**READING TEXT:**
Everything that’s been communicated about this product has come from somebody who’s tried it and used it and expressed how it changed their routine. It’s been powerful and exciting to watch because everything that I had in mind in creating it is what’s being recited back to me from the people who are using it; people are experiencing it the way that we intended. We learned that we don’t need to overcomplicate things, just slap it on and it works. It’s really what we needed to say right from the very beginning.

Has the virality translated to sales of the product?

We’re a small brand and, in a two-hour period, we got the same amount of orders that we would traditionally get in a month—and it’s been nonstop. It’s created new problems for us, good problems. If you visited Sephora, they were sold out of almost every single shade online and in store as well.

How do you build upon the success of the product? 

We have more deliciousness coming at the top of next year based off of it. Oddly enough, as we look through the comments of people who are purchasing it, they’re already asking for it, and we’re like, “We already thought about it in advance, and it’s coming.” It’s going to be a really exciting journey just to see how this evolves.

Danessa Myricks Beauty founder Danessa Myricks

Were there press mentions that contributed to the success of the product?

The announcement of the Allure Best of Beauty Award happened right in the middle of the virality of the product, so that’s actually cool and helps to solidify for people, hey, this is pretty innovative and maybe I want to give it a try. From the moment I started working on this product, my team and I said this product will win the award because it was so different. It luckily manifested. So, it was really reaffirming to us. We recently won a Vogue award for it, too.

**TASKS TO COMPLETE:**
A – Transcribe the Danessa Myricks interview exactly, starting with "The announcement of" and going on through "for it, too.".
B – Answer these questions using the Danessa Myricks interview:
(i) How many orders did the brand receive in a two-hour period?
(ii) Which award was announced while the product was going viral?
(iii) What other award has the product recently won?
C – Continue the Danessa Myricks interview from the point where it ends.

**EXTRACTED MATERIAL:**

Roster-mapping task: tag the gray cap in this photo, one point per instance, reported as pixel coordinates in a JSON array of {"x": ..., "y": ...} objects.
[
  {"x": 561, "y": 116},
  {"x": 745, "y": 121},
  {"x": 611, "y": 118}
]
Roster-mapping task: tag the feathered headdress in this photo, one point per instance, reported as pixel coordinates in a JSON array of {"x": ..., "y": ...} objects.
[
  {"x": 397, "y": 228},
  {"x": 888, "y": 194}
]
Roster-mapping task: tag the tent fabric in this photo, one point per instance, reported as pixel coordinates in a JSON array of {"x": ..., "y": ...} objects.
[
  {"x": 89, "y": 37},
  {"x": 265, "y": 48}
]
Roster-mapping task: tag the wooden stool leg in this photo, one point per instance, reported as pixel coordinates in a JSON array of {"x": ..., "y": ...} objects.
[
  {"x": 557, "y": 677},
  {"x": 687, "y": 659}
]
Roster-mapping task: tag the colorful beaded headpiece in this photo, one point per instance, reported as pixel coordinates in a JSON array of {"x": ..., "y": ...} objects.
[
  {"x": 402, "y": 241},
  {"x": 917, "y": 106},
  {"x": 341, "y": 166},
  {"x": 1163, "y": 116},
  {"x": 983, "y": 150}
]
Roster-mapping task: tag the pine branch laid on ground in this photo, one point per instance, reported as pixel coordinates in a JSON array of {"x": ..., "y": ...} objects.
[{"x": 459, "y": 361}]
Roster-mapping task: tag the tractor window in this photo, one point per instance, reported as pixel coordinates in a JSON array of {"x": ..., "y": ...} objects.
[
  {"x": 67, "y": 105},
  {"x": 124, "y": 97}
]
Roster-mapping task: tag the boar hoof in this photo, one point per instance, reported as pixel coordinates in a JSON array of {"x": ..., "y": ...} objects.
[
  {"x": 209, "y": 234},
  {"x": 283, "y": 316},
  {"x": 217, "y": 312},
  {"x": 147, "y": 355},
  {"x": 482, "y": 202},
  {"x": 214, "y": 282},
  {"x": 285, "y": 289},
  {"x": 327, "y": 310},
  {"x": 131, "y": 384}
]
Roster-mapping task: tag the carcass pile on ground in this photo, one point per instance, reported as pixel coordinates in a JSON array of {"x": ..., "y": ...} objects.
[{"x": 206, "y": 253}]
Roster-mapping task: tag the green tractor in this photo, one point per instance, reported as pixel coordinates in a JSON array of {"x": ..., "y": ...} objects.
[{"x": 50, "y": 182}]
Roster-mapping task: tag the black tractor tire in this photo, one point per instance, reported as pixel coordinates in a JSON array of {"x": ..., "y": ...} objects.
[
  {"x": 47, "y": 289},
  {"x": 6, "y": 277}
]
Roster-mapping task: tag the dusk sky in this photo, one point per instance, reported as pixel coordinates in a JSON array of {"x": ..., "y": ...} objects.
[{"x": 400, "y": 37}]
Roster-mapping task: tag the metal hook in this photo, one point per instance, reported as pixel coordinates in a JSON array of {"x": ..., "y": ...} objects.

**ANSWERS BY ITEM NUMBER:**
A –
The announcement of the Allure Best of Beauty Award happened right in the middle of the virality of the product, so that’s actually cool and helps to solidify for people, hey, this is pretty innovative and maybe I want to give it a try. From the moment I started working on this product, my team and I said this product will win the award because it was so different. It luckily manifested. So, it was really reaffirming to us. We recently won a Vogue award for it, too.

B –
(i) The same number of orders the brand would traditionally get in a month.
(ii) The Allure Best of Beauty Award.
(iii) A Vogue award.

C –
The awards really don’t mean anything, it’s really about how people are responding to it. That’s really been what’s most powerful. I sit in my bed at night just watching the TikToks and hearing what people are sharing with each other about how to use it.

The goal was to create something that would be unique and change the way people think about their beauty routine, and it’s nice to know that that’s something that we accomplished. I’m really excited for the future and how we can build upon it.

What learnings do you draw from what’s happened?

TikTok is really powerful. We’re a small brand, we really weren’t leaning into TikTok at all. We literally were an Instagram brand, and I’m usually sitting at my desk making Reels, but we’ve seen TikTok move the needle for us many times with our Infinite Chrome Flakes last year and with our Lightwork Palette and now with the Balm Powder. For me, it just reinforces the idea that brands are built based on the community and the actual consumer on the other end. I’m looking at TikTok as a way to learn more about the people that we service.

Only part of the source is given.